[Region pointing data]

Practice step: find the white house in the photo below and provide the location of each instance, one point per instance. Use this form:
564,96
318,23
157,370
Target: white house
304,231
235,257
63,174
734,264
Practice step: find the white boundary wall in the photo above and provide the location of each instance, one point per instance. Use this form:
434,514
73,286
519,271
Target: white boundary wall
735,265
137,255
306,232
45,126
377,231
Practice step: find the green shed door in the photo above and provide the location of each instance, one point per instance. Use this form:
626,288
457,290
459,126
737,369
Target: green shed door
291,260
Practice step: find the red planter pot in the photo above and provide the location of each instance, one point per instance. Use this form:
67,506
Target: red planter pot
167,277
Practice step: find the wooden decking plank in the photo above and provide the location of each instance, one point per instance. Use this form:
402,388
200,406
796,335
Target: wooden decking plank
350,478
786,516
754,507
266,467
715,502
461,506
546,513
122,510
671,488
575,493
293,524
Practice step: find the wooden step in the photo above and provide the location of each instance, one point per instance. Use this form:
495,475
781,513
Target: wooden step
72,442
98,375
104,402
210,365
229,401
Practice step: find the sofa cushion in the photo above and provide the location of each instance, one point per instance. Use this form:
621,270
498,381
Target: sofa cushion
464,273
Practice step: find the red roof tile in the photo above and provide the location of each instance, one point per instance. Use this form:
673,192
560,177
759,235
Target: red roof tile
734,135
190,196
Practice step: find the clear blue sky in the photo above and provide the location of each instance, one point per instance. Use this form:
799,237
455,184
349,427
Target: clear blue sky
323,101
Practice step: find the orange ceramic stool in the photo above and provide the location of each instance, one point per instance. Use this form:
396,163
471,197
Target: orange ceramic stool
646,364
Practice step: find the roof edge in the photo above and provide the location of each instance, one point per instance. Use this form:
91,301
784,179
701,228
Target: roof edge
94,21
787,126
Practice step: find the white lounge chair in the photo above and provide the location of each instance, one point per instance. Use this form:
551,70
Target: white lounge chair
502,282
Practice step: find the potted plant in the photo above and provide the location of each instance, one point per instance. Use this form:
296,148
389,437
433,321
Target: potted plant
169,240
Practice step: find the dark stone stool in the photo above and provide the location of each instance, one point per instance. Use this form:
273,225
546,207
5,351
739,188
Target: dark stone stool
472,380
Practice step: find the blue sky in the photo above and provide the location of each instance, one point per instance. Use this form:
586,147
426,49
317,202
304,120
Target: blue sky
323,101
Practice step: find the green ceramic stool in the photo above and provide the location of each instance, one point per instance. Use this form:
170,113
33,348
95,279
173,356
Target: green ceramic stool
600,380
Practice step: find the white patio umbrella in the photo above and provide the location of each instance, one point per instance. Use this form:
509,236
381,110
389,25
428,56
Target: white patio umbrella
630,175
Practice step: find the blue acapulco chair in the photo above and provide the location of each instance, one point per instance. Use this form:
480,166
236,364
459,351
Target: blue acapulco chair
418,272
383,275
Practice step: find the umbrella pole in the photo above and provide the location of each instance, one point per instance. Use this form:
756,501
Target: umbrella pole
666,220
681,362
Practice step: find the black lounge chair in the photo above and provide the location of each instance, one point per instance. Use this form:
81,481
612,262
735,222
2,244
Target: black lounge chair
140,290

**Action item**
Return exactly the lines from the line holding "Practice step: find the umbrella" to the last line of the data, with both of those lines included and nothing added.

**Exercise response**
Practice step: find the umbrella pole in the photo above and provide the location of each instance, one point per instance. Use this form:
756,501
Target: umbrella pole
666,220
681,362
Practice step: find the black lounge chair in the photo above and provide the location of each instance, one point per instance. Use this form:
81,481
612,262
735,222
2,244
Target: black lounge chair
140,290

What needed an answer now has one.